## EXERCISE GOAL
Reproduce every line from the one containing "Mark the innermost point of each instance of the woman's" through the end of the rows, offsetting each x and y coordinate in the answers by 12 and leaving all other text unchanged.

>> Start

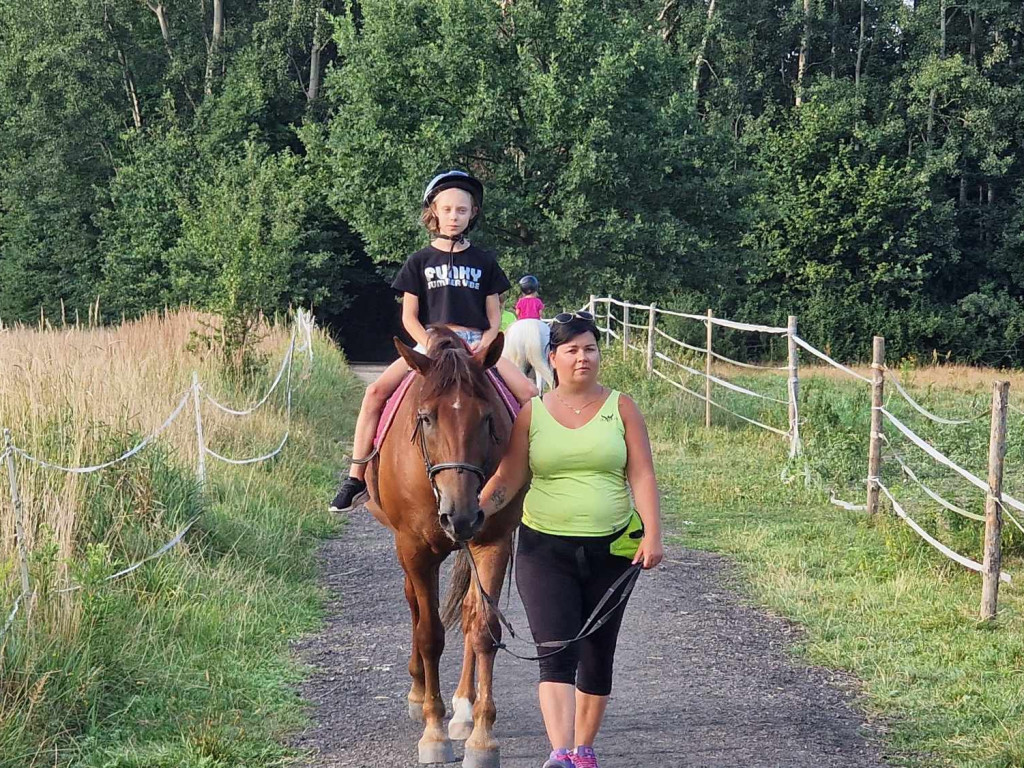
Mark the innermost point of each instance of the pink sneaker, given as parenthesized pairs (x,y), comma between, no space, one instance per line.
(559,759)
(584,757)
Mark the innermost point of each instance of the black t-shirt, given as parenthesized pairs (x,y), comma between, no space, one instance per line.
(453,290)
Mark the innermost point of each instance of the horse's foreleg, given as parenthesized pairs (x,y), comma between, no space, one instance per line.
(461,724)
(481,748)
(415,659)
(434,745)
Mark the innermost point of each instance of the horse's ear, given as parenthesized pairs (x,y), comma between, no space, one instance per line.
(416,360)
(488,357)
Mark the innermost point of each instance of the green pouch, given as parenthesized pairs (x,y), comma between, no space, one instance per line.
(629,541)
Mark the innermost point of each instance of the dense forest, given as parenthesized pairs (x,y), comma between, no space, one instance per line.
(858,163)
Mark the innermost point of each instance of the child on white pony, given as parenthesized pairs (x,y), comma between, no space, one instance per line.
(526,347)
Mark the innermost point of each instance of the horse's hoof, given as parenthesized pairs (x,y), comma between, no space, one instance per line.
(481,758)
(436,752)
(460,730)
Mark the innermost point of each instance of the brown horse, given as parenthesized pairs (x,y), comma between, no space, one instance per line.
(448,436)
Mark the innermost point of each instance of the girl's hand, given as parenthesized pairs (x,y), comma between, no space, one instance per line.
(650,553)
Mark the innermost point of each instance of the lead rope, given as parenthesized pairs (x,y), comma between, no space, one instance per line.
(628,578)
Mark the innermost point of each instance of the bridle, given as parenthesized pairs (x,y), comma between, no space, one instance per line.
(435,469)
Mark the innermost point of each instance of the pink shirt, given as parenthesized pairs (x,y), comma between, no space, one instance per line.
(528,306)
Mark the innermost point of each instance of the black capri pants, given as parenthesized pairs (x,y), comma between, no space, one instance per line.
(561,580)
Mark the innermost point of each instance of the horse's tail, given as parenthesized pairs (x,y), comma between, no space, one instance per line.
(458,587)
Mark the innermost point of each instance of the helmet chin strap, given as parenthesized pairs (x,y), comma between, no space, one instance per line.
(460,238)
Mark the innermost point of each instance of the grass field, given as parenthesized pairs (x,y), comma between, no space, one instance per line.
(873,598)
(183,664)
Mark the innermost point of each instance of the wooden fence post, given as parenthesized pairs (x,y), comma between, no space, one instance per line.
(875,446)
(708,374)
(607,338)
(15,499)
(993,514)
(650,340)
(626,329)
(201,467)
(794,387)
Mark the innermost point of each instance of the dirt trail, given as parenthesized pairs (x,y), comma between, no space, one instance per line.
(700,678)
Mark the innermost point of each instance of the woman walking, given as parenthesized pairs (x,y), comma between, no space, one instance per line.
(582,443)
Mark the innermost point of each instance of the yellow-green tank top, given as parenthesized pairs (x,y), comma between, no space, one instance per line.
(579,485)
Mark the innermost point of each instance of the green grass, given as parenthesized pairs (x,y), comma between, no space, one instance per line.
(185,664)
(873,598)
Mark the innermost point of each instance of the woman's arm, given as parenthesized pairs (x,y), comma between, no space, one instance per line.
(411,317)
(494,307)
(513,472)
(640,473)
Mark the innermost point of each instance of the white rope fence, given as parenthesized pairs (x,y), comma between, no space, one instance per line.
(880,373)
(303,327)
(967,562)
(927,414)
(719,406)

>> End

## FINAL RESULT
Mark the innermost point of each instance of the woman's arm, given as parenthesized pairs (x,y), comma between, no space, one instance per line.
(423,329)
(506,319)
(525,484)
(652,485)
Mark the innermost point of each instance of the white rope fence, given as parenthesized pairs (x,y), comma between, no space, one instance per line.
(892,385)
(315,339)
(979,574)
(939,426)
(731,418)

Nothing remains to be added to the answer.